* Lista de tarefas
A) No texto sobre Caral, que tipos de construção enterrada aparecem listados entre travessões?
B) Transcreva do texto sobre Caral tudo o que vai de "Imponente e belíssima, com" até "de maneira precoce.".

* Trecho do texto

────────────────────

A civilização mais antiga das Américas floresceu há cerca de 4 mil ou 5 mil anos e deixou provas impressionantes de sua complexidade e poderio a 200 km ao norte de Lima. Nunca saberemos como a chamavam, pois o nome com o qual a região é agora conhecida - Caral - apareceu sem dúvida muitos anos depois da extinção desta notável sociedade, que desapareceu de modo tão súbito e misterioso quanto o destino que acometeu a civilização maia, na América Central.
Quando a arqueóloga Ruth Shady Solís chegou até lá em 1993, instalando-se numa barraca para dar início a suas investigações, esta gigantesca esplanada salpicada por colinas (que na verdade eram templos e santuários) e cercada pelos contrafortes cor de terra dos estribos da Cordilheira dos Andes deveria se assemelhar a uma paisagem lunar.
Imponente e belíssima, com seu profundo silêncio, suas pedras milenares e a miríade de estrelas faiscantes iluminando as noites claras. Durante muito tempo seus únicos companheiros foram as raposas, as lagartixas e uma cobra do deserto ou outro réptil.
O ela nem ninguém poderia suspeitar era a magnitude das construções - templos, túmulos, anfiteatros, altares - enterradas e, muito menos, sua antiguidade milenária.
Algum dia será escrita uma biografia de Ruth e, ainda que tudo que seja contado nela seja absolutamente verdadeiro, a obra cativará os leitores com um feitiço digno dos bons romances. O pai dela era um judeu da Europa Central que chegou ao Peru fugindo das perseguições antissemitas, um homem culto e apaixonado pelo passado, que a levava quando menina a visitar os monumentos pré-hispânicos dos arredores de Lima. Sua vocação para a arqueologia manifestou-se de maneira precoce.

────────────────────

* Linhas de dados
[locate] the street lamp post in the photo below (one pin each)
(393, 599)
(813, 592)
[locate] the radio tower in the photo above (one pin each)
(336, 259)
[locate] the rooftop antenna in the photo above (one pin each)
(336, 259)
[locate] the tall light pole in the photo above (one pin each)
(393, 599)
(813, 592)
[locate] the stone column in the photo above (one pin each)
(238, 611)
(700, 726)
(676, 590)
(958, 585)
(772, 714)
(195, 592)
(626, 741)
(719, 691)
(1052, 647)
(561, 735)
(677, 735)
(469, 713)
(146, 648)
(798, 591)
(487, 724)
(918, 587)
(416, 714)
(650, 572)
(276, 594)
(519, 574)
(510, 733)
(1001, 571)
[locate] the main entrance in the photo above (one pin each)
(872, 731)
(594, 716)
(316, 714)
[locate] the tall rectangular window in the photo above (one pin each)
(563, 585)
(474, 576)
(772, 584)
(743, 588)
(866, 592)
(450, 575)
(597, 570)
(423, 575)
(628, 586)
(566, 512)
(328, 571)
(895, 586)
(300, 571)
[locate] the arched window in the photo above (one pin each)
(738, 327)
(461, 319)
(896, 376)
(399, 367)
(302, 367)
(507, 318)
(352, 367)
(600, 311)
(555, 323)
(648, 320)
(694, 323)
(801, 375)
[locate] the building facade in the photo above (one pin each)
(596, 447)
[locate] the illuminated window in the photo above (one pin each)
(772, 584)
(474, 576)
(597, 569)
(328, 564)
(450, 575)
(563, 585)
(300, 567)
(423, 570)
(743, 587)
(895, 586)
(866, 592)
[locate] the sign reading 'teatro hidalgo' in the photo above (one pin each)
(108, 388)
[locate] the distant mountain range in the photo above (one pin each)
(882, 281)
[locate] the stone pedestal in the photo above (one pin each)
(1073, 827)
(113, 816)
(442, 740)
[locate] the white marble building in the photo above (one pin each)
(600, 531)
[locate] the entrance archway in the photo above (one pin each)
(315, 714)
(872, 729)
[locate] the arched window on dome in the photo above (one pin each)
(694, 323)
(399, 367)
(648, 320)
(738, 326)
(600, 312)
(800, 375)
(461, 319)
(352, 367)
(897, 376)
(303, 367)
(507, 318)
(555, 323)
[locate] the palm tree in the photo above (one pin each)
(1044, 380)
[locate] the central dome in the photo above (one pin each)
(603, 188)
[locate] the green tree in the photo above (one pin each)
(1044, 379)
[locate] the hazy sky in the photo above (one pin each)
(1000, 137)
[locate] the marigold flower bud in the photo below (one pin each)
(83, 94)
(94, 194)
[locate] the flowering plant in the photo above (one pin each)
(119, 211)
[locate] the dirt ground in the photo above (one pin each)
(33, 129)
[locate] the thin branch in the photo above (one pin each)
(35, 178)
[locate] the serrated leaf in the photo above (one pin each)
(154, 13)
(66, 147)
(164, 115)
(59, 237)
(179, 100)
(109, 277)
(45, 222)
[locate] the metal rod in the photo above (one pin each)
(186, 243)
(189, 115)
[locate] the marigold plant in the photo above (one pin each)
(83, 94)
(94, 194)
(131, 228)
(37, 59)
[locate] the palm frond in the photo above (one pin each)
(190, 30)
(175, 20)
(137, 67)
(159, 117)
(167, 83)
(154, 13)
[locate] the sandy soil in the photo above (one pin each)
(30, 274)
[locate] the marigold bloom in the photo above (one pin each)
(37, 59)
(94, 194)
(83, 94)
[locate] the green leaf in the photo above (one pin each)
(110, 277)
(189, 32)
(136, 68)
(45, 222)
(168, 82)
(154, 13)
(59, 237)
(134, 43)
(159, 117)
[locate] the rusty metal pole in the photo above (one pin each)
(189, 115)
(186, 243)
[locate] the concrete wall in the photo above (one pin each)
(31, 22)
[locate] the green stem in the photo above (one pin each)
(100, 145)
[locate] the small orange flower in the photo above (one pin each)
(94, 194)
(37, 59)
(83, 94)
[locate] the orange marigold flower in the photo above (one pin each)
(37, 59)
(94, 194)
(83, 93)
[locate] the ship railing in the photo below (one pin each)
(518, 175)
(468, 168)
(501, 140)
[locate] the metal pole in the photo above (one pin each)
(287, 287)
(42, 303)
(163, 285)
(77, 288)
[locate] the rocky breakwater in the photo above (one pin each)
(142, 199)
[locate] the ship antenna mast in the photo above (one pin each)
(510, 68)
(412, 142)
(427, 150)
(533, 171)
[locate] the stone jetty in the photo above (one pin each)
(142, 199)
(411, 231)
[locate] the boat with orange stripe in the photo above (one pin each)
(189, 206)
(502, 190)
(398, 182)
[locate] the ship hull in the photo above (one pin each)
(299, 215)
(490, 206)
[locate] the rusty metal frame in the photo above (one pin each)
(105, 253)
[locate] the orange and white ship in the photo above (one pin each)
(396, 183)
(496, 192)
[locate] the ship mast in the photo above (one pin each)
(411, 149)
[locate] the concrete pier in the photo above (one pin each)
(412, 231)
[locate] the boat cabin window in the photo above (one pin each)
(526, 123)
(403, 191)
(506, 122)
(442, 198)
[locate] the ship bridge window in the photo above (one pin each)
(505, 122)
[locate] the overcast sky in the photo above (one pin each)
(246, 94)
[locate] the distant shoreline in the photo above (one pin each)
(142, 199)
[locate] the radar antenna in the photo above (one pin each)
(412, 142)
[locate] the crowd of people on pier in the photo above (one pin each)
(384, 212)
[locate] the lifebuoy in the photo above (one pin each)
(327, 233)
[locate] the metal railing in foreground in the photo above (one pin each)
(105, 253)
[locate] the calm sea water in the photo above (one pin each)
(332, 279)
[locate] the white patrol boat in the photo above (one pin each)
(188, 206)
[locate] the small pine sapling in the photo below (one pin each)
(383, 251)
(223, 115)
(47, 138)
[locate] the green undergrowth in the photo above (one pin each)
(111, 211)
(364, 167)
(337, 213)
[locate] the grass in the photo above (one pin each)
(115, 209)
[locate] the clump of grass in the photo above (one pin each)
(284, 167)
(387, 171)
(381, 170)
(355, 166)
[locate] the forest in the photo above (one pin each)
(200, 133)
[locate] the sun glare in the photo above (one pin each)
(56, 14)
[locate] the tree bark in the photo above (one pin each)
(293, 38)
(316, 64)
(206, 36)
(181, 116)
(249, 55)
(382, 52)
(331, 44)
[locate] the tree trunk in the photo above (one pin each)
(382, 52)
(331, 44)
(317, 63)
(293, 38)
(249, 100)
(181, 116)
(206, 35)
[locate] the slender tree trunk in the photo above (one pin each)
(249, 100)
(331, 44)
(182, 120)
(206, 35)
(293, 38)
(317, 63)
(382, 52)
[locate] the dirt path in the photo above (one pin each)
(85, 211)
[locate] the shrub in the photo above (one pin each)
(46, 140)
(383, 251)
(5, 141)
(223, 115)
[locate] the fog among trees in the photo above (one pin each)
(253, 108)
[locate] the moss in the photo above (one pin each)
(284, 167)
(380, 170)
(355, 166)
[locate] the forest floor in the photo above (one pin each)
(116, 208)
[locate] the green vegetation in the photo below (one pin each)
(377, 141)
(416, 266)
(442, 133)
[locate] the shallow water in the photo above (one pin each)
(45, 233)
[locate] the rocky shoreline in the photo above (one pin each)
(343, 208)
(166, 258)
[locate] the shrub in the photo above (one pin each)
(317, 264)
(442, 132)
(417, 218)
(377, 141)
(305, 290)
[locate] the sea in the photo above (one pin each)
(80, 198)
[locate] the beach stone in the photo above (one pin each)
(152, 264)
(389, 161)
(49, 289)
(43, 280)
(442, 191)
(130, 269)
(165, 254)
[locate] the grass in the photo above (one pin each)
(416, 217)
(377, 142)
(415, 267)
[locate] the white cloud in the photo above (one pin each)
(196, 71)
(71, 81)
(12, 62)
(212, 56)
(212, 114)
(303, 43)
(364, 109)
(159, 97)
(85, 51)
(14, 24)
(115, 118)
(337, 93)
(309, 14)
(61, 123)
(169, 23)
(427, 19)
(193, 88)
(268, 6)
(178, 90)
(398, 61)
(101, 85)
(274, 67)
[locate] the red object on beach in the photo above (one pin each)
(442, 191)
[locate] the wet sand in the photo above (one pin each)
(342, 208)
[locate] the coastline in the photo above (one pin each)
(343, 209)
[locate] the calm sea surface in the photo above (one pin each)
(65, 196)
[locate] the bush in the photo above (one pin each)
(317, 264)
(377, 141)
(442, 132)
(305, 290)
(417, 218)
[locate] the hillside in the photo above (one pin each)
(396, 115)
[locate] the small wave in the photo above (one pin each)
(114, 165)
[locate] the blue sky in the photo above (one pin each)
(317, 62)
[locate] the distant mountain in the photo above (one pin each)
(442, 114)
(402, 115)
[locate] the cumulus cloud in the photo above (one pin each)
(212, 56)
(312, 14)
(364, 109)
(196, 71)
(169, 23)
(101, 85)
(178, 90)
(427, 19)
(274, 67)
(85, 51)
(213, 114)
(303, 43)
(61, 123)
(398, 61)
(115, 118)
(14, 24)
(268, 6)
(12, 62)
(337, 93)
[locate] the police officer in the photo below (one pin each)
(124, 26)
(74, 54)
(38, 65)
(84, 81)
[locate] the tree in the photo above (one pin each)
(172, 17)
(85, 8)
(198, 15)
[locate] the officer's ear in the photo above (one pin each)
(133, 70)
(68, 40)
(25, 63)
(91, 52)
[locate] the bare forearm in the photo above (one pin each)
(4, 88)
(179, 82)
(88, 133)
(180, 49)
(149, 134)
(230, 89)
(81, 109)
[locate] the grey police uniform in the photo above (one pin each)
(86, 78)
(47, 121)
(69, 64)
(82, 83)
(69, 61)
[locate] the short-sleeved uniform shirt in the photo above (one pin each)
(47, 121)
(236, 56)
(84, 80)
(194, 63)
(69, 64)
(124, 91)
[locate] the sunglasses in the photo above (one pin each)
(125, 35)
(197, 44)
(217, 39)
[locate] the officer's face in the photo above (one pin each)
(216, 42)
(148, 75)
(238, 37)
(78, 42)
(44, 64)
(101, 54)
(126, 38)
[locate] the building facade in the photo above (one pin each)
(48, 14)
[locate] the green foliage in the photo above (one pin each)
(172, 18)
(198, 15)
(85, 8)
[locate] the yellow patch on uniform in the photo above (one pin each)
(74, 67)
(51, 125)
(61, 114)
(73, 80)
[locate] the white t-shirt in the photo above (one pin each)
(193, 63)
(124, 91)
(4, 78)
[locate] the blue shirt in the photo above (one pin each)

────────────────────

* Os resultados
A) Templos, túmulos, anfiteatros e altares.

B)
Imponente e belíssima, com seu profundo silêncio, suas pedras milenares e a miríade de estrelas faiscantes iluminando as noites claras. Durante muito tempo seus únicos companheiros foram as raposas, as lagartixas e uma cobra do deserto ou outro réptil.
O ela nem ninguém poderia suspeitar era a magnitude das construções - templos, túmulos, anfiteatros, altares - enterradas e, muito menos, sua antiguidade milenária.
Algum dia será escrita uma biografia de Ruth e, ainda que tudo que seja contado nela seja absolutamente verdadeiro, a obra cativará os leitores com um feitiço digno dos bons romances. O pai dela era um judeu da Europa Central que chegou ao Peru fugindo das perseguições antissemitas, um homem culto e apaixonado pelo passado, que a levava quando menina a visitar os monumentos pré-hispânicos dos arredores de Lima. Sua vocação para a arqueologia manifestou-se de maneira precoce.